#### ABOUT THIS TASK
Return only the lines starting at the line that contains "of the beige" and ending with the final line of the listing; include both endpoints.

◆ ◆ ◆ ◆

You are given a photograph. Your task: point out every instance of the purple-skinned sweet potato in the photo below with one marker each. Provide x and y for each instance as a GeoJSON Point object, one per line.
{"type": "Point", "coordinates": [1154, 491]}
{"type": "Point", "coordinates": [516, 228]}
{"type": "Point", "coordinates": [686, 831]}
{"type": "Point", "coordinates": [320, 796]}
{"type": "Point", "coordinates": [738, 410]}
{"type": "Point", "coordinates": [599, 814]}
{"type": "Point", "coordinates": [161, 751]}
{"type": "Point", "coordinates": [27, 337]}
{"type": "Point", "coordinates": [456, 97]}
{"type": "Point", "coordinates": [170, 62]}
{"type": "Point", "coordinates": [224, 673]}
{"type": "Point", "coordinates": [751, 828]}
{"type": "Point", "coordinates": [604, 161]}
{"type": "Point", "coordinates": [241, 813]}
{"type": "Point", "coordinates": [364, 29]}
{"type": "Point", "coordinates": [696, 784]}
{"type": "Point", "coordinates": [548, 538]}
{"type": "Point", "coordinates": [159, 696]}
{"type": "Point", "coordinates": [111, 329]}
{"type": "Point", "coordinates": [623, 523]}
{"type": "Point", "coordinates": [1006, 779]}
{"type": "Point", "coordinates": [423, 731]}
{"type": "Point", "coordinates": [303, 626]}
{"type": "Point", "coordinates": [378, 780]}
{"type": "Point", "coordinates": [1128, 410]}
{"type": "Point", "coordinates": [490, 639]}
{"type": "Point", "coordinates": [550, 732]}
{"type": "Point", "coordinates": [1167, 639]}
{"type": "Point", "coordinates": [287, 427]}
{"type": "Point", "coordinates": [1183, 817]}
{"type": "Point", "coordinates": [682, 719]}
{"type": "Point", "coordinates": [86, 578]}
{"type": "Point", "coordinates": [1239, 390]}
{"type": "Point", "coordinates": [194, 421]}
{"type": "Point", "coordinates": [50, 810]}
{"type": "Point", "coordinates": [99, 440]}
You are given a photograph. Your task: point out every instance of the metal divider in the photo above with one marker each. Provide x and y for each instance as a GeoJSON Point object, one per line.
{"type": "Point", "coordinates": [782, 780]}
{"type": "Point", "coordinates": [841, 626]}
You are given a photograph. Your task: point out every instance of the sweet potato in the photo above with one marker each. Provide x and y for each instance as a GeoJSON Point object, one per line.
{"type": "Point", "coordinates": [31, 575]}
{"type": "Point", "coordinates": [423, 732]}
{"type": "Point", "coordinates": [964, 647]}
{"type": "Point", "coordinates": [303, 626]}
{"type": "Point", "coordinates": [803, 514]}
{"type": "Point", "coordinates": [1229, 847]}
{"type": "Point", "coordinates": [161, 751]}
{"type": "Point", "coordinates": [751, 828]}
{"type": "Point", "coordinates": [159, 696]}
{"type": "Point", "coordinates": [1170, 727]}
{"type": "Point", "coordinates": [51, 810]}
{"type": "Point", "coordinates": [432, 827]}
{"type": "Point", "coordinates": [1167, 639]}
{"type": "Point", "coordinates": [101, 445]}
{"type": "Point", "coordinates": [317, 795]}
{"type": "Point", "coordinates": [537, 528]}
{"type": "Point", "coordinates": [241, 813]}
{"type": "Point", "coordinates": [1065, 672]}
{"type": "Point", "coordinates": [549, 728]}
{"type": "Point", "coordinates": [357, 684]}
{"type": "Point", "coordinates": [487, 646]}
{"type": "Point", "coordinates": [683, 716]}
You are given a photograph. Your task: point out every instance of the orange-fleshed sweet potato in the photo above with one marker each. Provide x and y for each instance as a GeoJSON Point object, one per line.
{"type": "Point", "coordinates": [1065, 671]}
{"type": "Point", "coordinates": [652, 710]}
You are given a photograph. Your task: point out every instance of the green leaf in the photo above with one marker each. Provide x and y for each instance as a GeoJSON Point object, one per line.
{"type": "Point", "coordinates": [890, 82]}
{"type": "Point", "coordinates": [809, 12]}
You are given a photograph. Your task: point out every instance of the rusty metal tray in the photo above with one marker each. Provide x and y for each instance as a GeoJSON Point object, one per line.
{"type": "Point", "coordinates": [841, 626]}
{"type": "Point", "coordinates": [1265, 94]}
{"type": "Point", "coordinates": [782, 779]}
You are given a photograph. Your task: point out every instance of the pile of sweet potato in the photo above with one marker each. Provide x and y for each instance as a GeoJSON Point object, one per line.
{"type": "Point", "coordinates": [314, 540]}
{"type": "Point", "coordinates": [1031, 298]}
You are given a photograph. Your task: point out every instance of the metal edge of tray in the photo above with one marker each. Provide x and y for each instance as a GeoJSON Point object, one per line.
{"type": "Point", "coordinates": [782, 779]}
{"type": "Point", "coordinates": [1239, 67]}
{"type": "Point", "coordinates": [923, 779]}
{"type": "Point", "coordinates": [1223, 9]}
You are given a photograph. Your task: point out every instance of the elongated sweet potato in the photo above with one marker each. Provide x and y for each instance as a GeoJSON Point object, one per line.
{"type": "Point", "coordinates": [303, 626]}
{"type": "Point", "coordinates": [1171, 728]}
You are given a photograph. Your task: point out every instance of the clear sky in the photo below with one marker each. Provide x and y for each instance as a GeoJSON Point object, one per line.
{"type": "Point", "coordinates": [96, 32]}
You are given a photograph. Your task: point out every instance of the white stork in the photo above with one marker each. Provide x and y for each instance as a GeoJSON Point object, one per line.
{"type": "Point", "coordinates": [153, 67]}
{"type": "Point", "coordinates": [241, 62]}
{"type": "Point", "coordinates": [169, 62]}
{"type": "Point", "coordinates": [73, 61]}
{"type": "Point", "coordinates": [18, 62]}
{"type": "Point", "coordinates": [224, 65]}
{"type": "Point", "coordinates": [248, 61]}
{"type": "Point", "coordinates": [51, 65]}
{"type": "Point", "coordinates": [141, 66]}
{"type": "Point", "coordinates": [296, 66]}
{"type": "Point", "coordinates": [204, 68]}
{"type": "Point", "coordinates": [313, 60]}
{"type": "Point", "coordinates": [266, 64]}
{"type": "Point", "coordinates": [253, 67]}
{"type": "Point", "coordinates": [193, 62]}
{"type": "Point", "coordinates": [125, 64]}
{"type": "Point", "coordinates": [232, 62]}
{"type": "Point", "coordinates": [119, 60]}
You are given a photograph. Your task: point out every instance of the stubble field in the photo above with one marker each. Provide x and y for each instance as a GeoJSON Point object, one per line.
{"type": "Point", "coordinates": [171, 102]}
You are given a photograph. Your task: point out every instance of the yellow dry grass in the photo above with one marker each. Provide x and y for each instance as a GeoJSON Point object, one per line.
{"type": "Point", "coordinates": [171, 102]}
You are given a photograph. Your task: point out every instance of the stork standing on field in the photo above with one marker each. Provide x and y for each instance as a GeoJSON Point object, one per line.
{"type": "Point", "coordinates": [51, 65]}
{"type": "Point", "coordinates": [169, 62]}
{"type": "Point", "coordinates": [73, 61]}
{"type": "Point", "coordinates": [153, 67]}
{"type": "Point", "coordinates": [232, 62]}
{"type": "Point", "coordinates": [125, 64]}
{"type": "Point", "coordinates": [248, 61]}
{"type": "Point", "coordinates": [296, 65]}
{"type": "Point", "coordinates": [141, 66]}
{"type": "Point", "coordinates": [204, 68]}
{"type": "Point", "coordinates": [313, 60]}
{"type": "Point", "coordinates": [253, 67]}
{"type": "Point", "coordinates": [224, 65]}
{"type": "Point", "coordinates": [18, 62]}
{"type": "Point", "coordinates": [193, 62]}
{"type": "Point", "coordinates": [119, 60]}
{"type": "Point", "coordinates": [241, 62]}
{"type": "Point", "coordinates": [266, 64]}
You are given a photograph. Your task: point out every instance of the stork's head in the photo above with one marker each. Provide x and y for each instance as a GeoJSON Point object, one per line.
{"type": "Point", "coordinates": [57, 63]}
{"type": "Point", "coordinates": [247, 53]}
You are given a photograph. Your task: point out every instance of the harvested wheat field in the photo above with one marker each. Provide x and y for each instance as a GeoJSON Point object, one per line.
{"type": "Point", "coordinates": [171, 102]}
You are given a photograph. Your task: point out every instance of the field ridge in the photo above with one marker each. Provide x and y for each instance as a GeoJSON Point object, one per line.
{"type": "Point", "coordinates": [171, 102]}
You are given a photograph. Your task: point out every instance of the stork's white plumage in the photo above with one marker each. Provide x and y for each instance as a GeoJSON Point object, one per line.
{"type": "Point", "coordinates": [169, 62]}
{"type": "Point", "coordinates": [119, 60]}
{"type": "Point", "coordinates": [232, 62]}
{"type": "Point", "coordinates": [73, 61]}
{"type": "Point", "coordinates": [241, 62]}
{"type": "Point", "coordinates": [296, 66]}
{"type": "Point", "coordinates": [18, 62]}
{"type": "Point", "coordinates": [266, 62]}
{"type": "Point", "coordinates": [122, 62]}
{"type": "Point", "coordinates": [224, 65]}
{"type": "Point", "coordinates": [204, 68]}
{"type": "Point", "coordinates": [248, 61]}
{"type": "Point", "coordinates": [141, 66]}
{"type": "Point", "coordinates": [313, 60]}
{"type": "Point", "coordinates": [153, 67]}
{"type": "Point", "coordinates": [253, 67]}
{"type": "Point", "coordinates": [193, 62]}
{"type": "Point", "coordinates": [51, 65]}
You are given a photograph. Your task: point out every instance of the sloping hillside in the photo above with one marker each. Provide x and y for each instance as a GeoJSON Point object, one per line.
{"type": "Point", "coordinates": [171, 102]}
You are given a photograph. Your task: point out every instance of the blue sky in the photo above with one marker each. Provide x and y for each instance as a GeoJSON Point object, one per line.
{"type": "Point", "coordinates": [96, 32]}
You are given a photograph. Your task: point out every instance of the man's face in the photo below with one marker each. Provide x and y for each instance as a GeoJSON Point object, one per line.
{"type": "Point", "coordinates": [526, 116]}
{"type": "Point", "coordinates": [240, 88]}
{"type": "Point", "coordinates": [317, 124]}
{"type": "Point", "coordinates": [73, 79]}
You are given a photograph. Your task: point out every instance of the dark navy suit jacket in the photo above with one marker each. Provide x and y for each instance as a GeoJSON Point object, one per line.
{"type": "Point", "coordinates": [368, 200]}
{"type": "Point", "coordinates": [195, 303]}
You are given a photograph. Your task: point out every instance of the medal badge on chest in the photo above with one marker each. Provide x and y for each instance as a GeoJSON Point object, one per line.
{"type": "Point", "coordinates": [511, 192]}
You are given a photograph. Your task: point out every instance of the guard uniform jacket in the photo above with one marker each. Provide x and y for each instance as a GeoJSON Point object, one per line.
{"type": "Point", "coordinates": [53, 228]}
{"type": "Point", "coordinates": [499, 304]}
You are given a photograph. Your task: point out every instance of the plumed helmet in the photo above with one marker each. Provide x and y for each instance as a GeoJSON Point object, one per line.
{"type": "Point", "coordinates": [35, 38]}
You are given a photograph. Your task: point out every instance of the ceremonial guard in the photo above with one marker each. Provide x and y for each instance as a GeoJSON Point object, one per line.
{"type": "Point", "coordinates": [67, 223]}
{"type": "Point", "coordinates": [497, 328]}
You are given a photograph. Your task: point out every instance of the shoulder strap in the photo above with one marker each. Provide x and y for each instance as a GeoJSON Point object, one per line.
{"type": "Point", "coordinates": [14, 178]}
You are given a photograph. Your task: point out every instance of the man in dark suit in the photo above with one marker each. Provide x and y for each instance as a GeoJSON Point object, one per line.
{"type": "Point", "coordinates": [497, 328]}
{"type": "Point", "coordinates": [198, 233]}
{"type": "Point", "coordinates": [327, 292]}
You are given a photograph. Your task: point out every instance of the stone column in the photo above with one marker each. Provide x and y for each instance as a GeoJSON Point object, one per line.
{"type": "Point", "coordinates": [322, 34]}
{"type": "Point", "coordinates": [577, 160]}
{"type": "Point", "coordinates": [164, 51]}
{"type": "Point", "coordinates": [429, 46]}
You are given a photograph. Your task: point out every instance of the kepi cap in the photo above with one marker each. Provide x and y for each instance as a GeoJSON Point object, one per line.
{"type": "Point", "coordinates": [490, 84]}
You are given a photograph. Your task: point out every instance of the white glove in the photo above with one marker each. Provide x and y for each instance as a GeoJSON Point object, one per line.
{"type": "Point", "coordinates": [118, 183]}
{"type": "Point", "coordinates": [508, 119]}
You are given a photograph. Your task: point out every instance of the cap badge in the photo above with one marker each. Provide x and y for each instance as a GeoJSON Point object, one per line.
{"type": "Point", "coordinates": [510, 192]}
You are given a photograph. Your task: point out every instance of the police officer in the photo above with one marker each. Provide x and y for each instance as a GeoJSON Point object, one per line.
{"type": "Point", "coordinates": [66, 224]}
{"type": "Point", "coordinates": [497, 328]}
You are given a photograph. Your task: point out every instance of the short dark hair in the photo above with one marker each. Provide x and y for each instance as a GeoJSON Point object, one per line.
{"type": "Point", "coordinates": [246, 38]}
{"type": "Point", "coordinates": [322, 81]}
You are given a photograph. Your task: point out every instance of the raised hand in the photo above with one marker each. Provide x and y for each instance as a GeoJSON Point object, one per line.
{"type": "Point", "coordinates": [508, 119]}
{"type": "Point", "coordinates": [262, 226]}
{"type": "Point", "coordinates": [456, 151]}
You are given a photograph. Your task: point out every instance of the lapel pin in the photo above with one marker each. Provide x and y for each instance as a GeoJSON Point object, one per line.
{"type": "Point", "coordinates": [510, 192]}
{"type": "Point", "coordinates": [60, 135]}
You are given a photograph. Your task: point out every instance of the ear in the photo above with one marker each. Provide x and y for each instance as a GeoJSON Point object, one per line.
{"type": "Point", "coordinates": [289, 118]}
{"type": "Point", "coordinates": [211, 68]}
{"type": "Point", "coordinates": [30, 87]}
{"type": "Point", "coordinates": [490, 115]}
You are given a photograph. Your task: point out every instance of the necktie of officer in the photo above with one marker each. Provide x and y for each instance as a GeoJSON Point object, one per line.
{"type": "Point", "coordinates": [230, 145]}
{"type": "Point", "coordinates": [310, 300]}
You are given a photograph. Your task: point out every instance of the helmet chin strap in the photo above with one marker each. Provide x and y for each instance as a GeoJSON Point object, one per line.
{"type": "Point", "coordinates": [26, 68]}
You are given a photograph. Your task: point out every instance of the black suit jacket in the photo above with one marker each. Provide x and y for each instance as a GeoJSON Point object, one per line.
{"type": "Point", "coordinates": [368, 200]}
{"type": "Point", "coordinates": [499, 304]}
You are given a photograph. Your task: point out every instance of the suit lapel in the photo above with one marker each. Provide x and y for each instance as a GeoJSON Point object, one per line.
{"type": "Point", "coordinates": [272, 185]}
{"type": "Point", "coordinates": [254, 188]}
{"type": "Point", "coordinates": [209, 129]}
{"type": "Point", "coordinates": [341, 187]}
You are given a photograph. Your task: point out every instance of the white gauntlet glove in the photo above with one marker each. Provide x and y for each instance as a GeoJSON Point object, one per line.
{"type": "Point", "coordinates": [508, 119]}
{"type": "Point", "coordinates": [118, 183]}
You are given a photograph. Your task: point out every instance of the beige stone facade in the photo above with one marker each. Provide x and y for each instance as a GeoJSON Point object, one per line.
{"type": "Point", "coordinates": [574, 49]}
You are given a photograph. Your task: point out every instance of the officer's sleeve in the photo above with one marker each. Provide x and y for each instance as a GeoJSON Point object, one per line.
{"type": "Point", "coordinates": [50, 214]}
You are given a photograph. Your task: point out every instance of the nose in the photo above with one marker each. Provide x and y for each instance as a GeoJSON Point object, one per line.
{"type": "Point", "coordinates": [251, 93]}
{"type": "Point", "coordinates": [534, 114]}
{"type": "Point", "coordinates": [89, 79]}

◆ ◆ ◆ ◆

#### REPLY TO THE EXERCISE
You are given a photograph. Your task: point out every instance of the beige stone facade in the photo above with one marker each. Provide x and y for each instance as a GeoJSON Point object, one per line.
{"type": "Point", "coordinates": [574, 49]}
You are given a photograph. Your task: point out every instance of the officer's sleeve in the photo above with one marker each. Provide x and y for each instance as a GeoJSON Point object, one per line.
{"type": "Point", "coordinates": [50, 214]}
You are given a photograph. Your task: point out every instance of the nose in the photo above with one marker each. Provide x and y for each instance as a GeoJSON Point object, one per line.
{"type": "Point", "coordinates": [251, 93]}
{"type": "Point", "coordinates": [534, 114]}
{"type": "Point", "coordinates": [89, 79]}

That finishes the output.